* _Tasks_:
1. Using the article on the Republican tax bill below, decide whether each statement agrees with it, answering yes or no and quoting the words that decide it: (a) The corporate tax rate falls from 35% to 21%. (b) The alternative minimum corporate tax rate stays in place. (c) Pass-through companies make up about half of American business.
2. In the article on the Republican tax bill below, which kind of income do lawmakers say should be left out of the tax break?
3. Carry the article on the Republican tax bill below forward, starting right after its last sentence.

* _Text excerpt_:
▼▼▼

The Republican Tax Bill has passed, so if you’re a business owner you’re probably scrambling to figure out how it will affect your business. The Tax Cuts and Jobs Act aims to kick start economic growth across America by adjusting tax structures for small businesses and corporations. Now that the President has signed off on the bill, businesses can expect the following changes to kick in now that 2018 has begun.
- There’s a 20% deduction for all pass-through businesses.
- Married couples that own service-based businesses, like law and accounting firms can only receive the 20% deduction if they make less than $315,000 per year.
- The corporate tax rate will drop from 35% to 21%.
- The alternative minimum corporate tax rate will be eliminated.
The final bill’s overall benefits are a little simpler and more straight forward for all U.S. companies. The main arrangements that have made it through to the final bill are a reduced corporate tax rate and a sizeable deduction for all pass-through businesses.
Pass-Through Business Deduction
The fundamental aspect of the new bill deals with a change to the tax complex for what are known as pass-through businesses. Pass-through companies make up about 95% of American business; sole proprietorships, partnerships, and S corporations. The change will give a 20% tax deduction for all pass-through businesses, but it comes with a catch; married individuals who own a service-based company like a medical office or advertising agency can only collect the deduction if their annual income is below $157,500 (if single).
To put simply, lawmakers want to stop a one-man medical practice or agency from benefiting from a tax break that isn’t meant for their business. The tax deduction is meant to give a break on a part of a business’ cash flow that comes from capital income. Capital income stems from assets that accumulate value over time and should be given a tax break, according to the lawmakers, while labor income is cash generated from workers and should be left out.

▲▲▲

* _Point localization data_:
▼▼▼

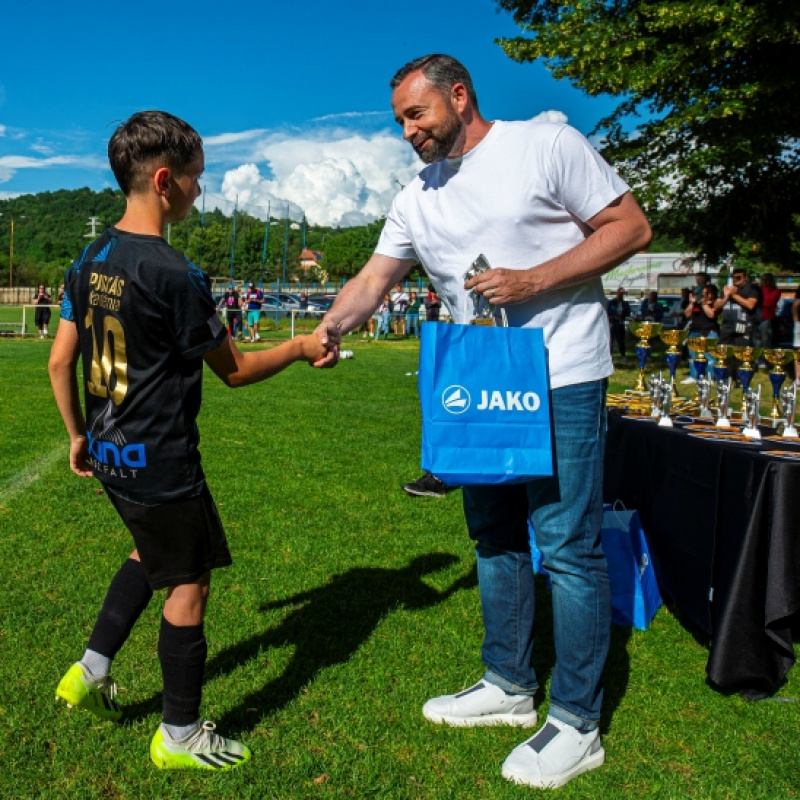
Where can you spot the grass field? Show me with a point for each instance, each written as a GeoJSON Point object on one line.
{"type": "Point", "coordinates": [348, 605]}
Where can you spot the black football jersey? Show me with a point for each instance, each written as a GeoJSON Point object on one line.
{"type": "Point", "coordinates": [145, 317]}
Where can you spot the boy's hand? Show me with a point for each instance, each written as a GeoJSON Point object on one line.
{"type": "Point", "coordinates": [79, 457]}
{"type": "Point", "coordinates": [331, 338]}
{"type": "Point", "coordinates": [312, 348]}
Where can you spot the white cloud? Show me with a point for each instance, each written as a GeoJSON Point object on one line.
{"type": "Point", "coordinates": [559, 117]}
{"type": "Point", "coordinates": [334, 177]}
{"type": "Point", "coordinates": [10, 164]}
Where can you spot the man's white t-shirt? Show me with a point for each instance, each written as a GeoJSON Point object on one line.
{"type": "Point", "coordinates": [520, 197]}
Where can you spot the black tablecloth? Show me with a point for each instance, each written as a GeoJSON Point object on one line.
{"type": "Point", "coordinates": [723, 525]}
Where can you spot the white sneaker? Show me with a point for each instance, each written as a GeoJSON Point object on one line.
{"type": "Point", "coordinates": [554, 755]}
{"type": "Point", "coordinates": [481, 704]}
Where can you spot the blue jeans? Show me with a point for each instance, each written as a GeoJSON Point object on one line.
{"type": "Point", "coordinates": [566, 511]}
{"type": "Point", "coordinates": [712, 342]}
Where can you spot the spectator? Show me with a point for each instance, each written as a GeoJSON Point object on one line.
{"type": "Point", "coordinates": [701, 318]}
{"type": "Point", "coordinates": [739, 306]}
{"type": "Point", "coordinates": [254, 300]}
{"type": "Point", "coordinates": [651, 309]}
{"type": "Point", "coordinates": [384, 317]}
{"type": "Point", "coordinates": [432, 305]}
{"type": "Point", "coordinates": [618, 311]}
{"type": "Point", "coordinates": [770, 298]}
{"type": "Point", "coordinates": [42, 301]}
{"type": "Point", "coordinates": [412, 316]}
{"type": "Point", "coordinates": [399, 306]}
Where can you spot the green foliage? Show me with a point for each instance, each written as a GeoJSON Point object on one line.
{"type": "Point", "coordinates": [716, 159]}
{"type": "Point", "coordinates": [51, 227]}
{"type": "Point", "coordinates": [350, 249]}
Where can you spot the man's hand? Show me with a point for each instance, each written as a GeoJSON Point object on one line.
{"type": "Point", "coordinates": [330, 337]}
{"type": "Point", "coordinates": [503, 286]}
{"type": "Point", "coordinates": [79, 457]}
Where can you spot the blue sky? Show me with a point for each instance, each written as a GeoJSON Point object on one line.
{"type": "Point", "coordinates": [292, 100]}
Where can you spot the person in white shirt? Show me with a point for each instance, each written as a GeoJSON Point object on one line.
{"type": "Point", "coordinates": [551, 217]}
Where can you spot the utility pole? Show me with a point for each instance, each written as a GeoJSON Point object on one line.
{"type": "Point", "coordinates": [233, 241]}
{"type": "Point", "coordinates": [93, 222]}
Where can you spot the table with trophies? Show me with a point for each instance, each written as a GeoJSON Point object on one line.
{"type": "Point", "coordinates": [718, 492]}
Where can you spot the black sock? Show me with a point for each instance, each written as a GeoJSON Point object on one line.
{"type": "Point", "coordinates": [126, 599]}
{"type": "Point", "coordinates": [182, 652]}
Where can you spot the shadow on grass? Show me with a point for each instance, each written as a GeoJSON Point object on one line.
{"type": "Point", "coordinates": [329, 626]}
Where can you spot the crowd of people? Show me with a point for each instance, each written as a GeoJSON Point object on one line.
{"type": "Point", "coordinates": [744, 312]}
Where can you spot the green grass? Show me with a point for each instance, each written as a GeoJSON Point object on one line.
{"type": "Point", "coordinates": [348, 605]}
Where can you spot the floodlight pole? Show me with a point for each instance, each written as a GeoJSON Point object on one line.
{"type": "Point", "coordinates": [11, 256]}
{"type": "Point", "coordinates": [264, 247]}
{"type": "Point", "coordinates": [285, 243]}
{"type": "Point", "coordinates": [233, 240]}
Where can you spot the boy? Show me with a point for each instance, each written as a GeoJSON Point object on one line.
{"type": "Point", "coordinates": [143, 320]}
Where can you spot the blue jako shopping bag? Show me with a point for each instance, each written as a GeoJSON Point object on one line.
{"type": "Point", "coordinates": [485, 404]}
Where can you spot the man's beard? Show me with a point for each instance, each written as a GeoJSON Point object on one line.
{"type": "Point", "coordinates": [442, 140]}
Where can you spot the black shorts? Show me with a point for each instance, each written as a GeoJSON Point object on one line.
{"type": "Point", "coordinates": [179, 541]}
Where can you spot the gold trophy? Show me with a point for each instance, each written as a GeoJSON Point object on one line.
{"type": "Point", "coordinates": [746, 355]}
{"type": "Point", "coordinates": [643, 331]}
{"type": "Point", "coordinates": [700, 346]}
{"type": "Point", "coordinates": [777, 376]}
{"type": "Point", "coordinates": [674, 338]}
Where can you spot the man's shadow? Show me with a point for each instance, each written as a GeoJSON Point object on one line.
{"type": "Point", "coordinates": [328, 627]}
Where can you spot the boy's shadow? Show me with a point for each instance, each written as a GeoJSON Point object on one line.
{"type": "Point", "coordinates": [329, 626]}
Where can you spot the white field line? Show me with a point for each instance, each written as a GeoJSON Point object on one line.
{"type": "Point", "coordinates": [30, 474]}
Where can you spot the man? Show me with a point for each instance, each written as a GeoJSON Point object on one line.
{"type": "Point", "coordinates": [618, 311]}
{"type": "Point", "coordinates": [541, 204]}
{"type": "Point", "coordinates": [740, 308]}
{"type": "Point", "coordinates": [651, 309]}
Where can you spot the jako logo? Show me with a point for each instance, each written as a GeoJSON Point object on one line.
{"type": "Point", "coordinates": [455, 399]}
{"type": "Point", "coordinates": [508, 401]}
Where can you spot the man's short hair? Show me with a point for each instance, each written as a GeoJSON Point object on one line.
{"type": "Point", "coordinates": [441, 71]}
{"type": "Point", "coordinates": [148, 140]}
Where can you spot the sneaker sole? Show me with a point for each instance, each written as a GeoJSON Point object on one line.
{"type": "Point", "coordinates": [555, 781]}
{"type": "Point", "coordinates": [515, 720]}
{"type": "Point", "coordinates": [422, 493]}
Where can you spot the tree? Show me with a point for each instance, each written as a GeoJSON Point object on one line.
{"type": "Point", "coordinates": [716, 160]}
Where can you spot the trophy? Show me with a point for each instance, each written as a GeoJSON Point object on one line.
{"type": "Point", "coordinates": [674, 337]}
{"type": "Point", "coordinates": [776, 377]}
{"type": "Point", "coordinates": [643, 331]}
{"type": "Point", "coordinates": [746, 354]}
{"type": "Point", "coordinates": [723, 401]}
{"type": "Point", "coordinates": [700, 345]}
{"type": "Point", "coordinates": [482, 308]}
{"type": "Point", "coordinates": [704, 395]}
{"type": "Point", "coordinates": [656, 382]}
{"type": "Point", "coordinates": [789, 401]}
{"type": "Point", "coordinates": [667, 389]}
{"type": "Point", "coordinates": [721, 352]}
{"type": "Point", "coordinates": [752, 403]}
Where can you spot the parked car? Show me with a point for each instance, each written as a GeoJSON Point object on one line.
{"type": "Point", "coordinates": [320, 302]}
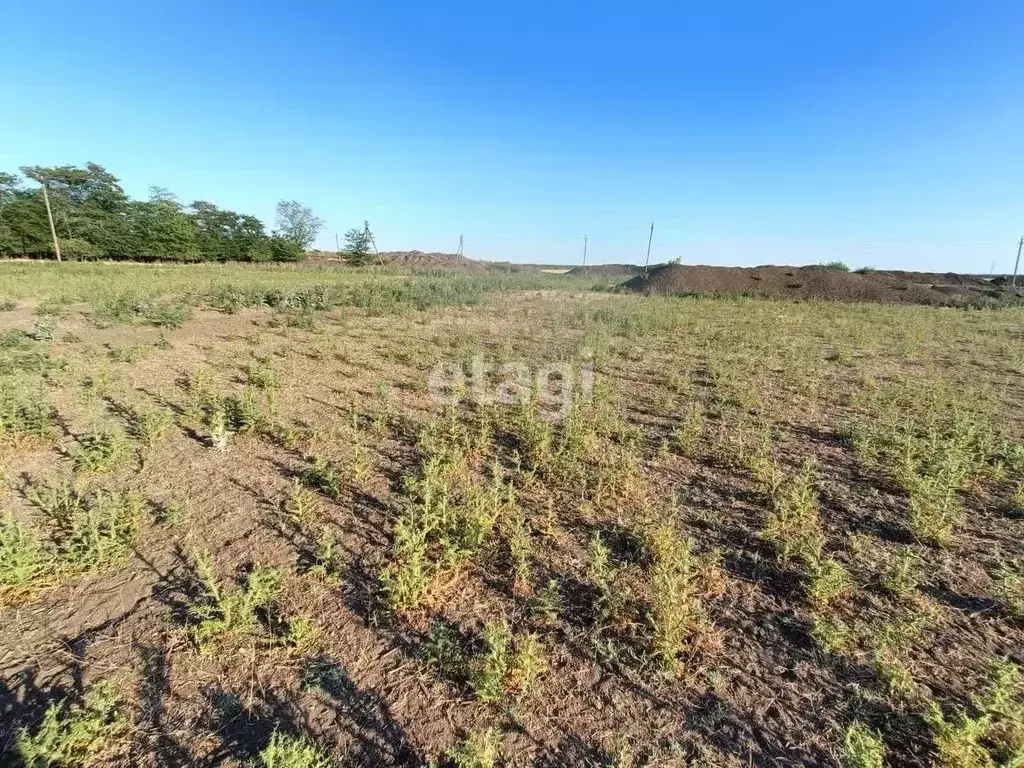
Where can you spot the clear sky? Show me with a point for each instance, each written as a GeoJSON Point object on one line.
{"type": "Point", "coordinates": [879, 133]}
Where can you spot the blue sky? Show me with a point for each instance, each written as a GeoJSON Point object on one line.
{"type": "Point", "coordinates": [882, 133]}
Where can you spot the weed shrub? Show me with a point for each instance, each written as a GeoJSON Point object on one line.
{"type": "Point", "coordinates": [794, 525]}
{"type": "Point", "coordinates": [133, 307]}
{"type": "Point", "coordinates": [81, 534]}
{"type": "Point", "coordinates": [230, 614]}
{"type": "Point", "coordinates": [931, 452]}
{"type": "Point", "coordinates": [76, 734]}
{"type": "Point", "coordinates": [862, 748]}
{"type": "Point", "coordinates": [293, 752]}
{"type": "Point", "coordinates": [679, 582]}
{"type": "Point", "coordinates": [987, 734]}
{"type": "Point", "coordinates": [24, 418]}
{"type": "Point", "coordinates": [479, 750]}
{"type": "Point", "coordinates": [505, 663]}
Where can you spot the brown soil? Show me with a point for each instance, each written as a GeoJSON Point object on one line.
{"type": "Point", "coordinates": [766, 697]}
{"type": "Point", "coordinates": [607, 270]}
{"type": "Point", "coordinates": [811, 283]}
{"type": "Point", "coordinates": [409, 259]}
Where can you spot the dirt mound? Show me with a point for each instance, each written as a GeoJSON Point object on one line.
{"type": "Point", "coordinates": [814, 283]}
{"type": "Point", "coordinates": [607, 270]}
{"type": "Point", "coordinates": [431, 260]}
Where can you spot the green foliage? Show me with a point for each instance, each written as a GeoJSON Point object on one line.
{"type": "Point", "coordinates": [793, 524]}
{"type": "Point", "coordinates": [479, 750]}
{"type": "Point", "coordinates": [101, 452]}
{"type": "Point", "coordinates": [931, 450]}
{"type": "Point", "coordinates": [827, 581]}
{"type": "Point", "coordinates": [297, 224]}
{"type": "Point", "coordinates": [95, 219]}
{"type": "Point", "coordinates": [688, 431]}
{"type": "Point", "coordinates": [324, 476]}
{"type": "Point", "coordinates": [603, 576]}
{"type": "Point", "coordinates": [293, 752]}
{"type": "Point", "coordinates": [505, 663]}
{"type": "Point", "coordinates": [75, 734]}
{"type": "Point", "coordinates": [990, 733]}
{"type": "Point", "coordinates": [357, 244]}
{"type": "Point", "coordinates": [903, 572]}
{"type": "Point", "coordinates": [229, 613]}
{"type": "Point", "coordinates": [1009, 590]}
{"type": "Point", "coordinates": [24, 558]}
{"type": "Point", "coordinates": [100, 531]}
{"type": "Point", "coordinates": [862, 748]}
{"type": "Point", "coordinates": [24, 417]}
{"type": "Point", "coordinates": [678, 579]}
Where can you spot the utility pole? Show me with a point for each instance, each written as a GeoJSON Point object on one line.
{"type": "Point", "coordinates": [650, 238]}
{"type": "Point", "coordinates": [366, 225]}
{"type": "Point", "coordinates": [53, 231]}
{"type": "Point", "coordinates": [1013, 283]}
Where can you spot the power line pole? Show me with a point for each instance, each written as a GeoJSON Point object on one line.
{"type": "Point", "coordinates": [366, 225]}
{"type": "Point", "coordinates": [650, 238]}
{"type": "Point", "coordinates": [49, 215]}
{"type": "Point", "coordinates": [1013, 283]}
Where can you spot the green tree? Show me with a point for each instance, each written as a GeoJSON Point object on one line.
{"type": "Point", "coordinates": [8, 193]}
{"type": "Point", "coordinates": [286, 250]}
{"type": "Point", "coordinates": [225, 236]}
{"type": "Point", "coordinates": [357, 243]}
{"type": "Point", "coordinates": [88, 205]}
{"type": "Point", "coordinates": [161, 229]}
{"type": "Point", "coordinates": [298, 223]}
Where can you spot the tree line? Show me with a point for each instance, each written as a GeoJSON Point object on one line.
{"type": "Point", "coordinates": [95, 219]}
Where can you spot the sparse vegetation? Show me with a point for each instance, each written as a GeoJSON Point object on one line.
{"type": "Point", "coordinates": [795, 518]}
{"type": "Point", "coordinates": [76, 734]}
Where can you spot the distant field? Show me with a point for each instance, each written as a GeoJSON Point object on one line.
{"type": "Point", "coordinates": [328, 516]}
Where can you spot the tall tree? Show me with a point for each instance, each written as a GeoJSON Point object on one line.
{"type": "Point", "coordinates": [298, 223]}
{"type": "Point", "coordinates": [88, 205]}
{"type": "Point", "coordinates": [161, 229]}
{"type": "Point", "coordinates": [8, 192]}
{"type": "Point", "coordinates": [357, 244]}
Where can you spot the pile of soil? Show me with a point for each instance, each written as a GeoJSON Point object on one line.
{"type": "Point", "coordinates": [420, 259]}
{"type": "Point", "coordinates": [406, 259]}
{"type": "Point", "coordinates": [607, 270]}
{"type": "Point", "coordinates": [815, 283]}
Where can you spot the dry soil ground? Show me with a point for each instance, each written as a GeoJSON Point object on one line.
{"type": "Point", "coordinates": [768, 526]}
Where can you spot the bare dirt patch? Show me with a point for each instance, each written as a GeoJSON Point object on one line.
{"type": "Point", "coordinates": [816, 283]}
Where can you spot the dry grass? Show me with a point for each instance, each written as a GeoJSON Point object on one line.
{"type": "Point", "coordinates": [770, 532]}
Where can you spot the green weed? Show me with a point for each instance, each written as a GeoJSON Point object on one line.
{"type": "Point", "coordinates": [479, 750]}
{"type": "Point", "coordinates": [293, 752]}
{"type": "Point", "coordinates": [100, 453]}
{"type": "Point", "coordinates": [76, 734]}
{"type": "Point", "coordinates": [224, 613]}
{"type": "Point", "coordinates": [862, 748]}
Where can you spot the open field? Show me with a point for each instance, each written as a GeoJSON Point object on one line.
{"type": "Point", "coordinates": [279, 516]}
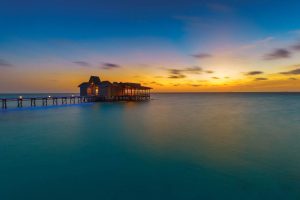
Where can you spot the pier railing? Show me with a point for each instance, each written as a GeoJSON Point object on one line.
{"type": "Point", "coordinates": [45, 101]}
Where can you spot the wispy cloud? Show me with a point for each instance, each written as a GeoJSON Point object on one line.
{"type": "Point", "coordinates": [219, 7]}
{"type": "Point", "coordinates": [278, 54]}
{"type": "Point", "coordinates": [4, 63]}
{"type": "Point", "coordinates": [109, 66]}
{"type": "Point", "coordinates": [82, 63]}
{"type": "Point", "coordinates": [193, 70]}
{"type": "Point", "coordinates": [261, 79]}
{"type": "Point", "coordinates": [296, 46]}
{"type": "Point", "coordinates": [209, 71]}
{"type": "Point", "coordinates": [181, 73]}
{"type": "Point", "coordinates": [196, 85]}
{"type": "Point", "coordinates": [293, 79]}
{"type": "Point", "coordinates": [202, 55]}
{"type": "Point", "coordinates": [253, 73]}
{"type": "Point", "coordinates": [292, 72]}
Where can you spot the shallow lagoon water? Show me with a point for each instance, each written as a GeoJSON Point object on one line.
{"type": "Point", "coordinates": [176, 146]}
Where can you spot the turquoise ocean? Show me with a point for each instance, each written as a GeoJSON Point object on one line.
{"type": "Point", "coordinates": [177, 146]}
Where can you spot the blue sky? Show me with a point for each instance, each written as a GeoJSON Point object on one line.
{"type": "Point", "coordinates": [50, 37]}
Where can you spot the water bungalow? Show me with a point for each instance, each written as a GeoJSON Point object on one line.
{"type": "Point", "coordinates": [116, 91]}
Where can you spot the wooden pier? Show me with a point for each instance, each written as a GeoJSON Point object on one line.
{"type": "Point", "coordinates": [45, 101]}
{"type": "Point", "coordinates": [62, 100]}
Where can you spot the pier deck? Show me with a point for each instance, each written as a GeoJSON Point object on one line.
{"type": "Point", "coordinates": [61, 100]}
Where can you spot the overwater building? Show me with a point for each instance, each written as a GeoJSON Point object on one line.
{"type": "Point", "coordinates": [105, 90]}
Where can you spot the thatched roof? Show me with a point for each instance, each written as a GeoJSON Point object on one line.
{"type": "Point", "coordinates": [95, 80]}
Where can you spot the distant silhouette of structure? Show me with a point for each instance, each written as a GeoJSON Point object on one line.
{"type": "Point", "coordinates": [105, 90]}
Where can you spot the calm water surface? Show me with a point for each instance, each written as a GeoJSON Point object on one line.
{"type": "Point", "coordinates": [177, 146]}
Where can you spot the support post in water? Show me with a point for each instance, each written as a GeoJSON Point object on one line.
{"type": "Point", "coordinates": [4, 104]}
{"type": "Point", "coordinates": [20, 102]}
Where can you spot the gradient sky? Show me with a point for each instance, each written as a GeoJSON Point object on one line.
{"type": "Point", "coordinates": [178, 45]}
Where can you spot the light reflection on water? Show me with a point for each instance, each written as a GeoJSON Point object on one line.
{"type": "Point", "coordinates": [178, 146]}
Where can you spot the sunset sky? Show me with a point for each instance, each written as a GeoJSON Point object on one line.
{"type": "Point", "coordinates": [172, 46]}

▲▲▲

* _Your responses_:
1.
(a) Yes: "The corporate tax rate will drop from 35% to 21%."
(b) No: "The alternative minimum corporate tax rate will be eliminated."
(c) No: "Pass-through companies make up about 95% of American business"

2. Labor income, the cash generated from workers.

3.
By capping service-based businesses at $315,000 per couple, lawmakers are attempting to limit the possibility of certain business owners from benefitting from a lower taxable income.
Corporate Tax Rates
The tax plan’s main point is slashing the corporate tax rate. By lowering the rate from 35% to 21%, lawmakers are trying to make the United States the place for larger corporations to set up and create economic growth.
Lower taxes are appealing for companies because of profitability – corporations will move to whatever area provides the chance to profit the most. However, there are a lot of factors to consider before foreign companies move to the U.S. It’s not clear yet if new businesses will set up shop in America, but the new tax rate makes the United States more competitive in the global economy.
Broad Policy Impact
An important point to note is the impact these tax cuts will have on economic policies across America. Since 2008, the Federal Reserve Bank has kept interest rates low to encourage businesses to borrow money and boost economic growth. With reduced taxes, we could see the Federal Reserve Bank raise interest rates and try to offload assets that it has accumulated since the financial crisis.
These cuts are positive for business, but it’s important to keep in mind that these cuts will have a broad impact on the economy and future economic policy.
The bottom line is that Republicans believe slashing the corporate tax rate could make America a tax haven country for corporations, and the 20% deduction for pass-through businesses may help economic growth throughout the nation.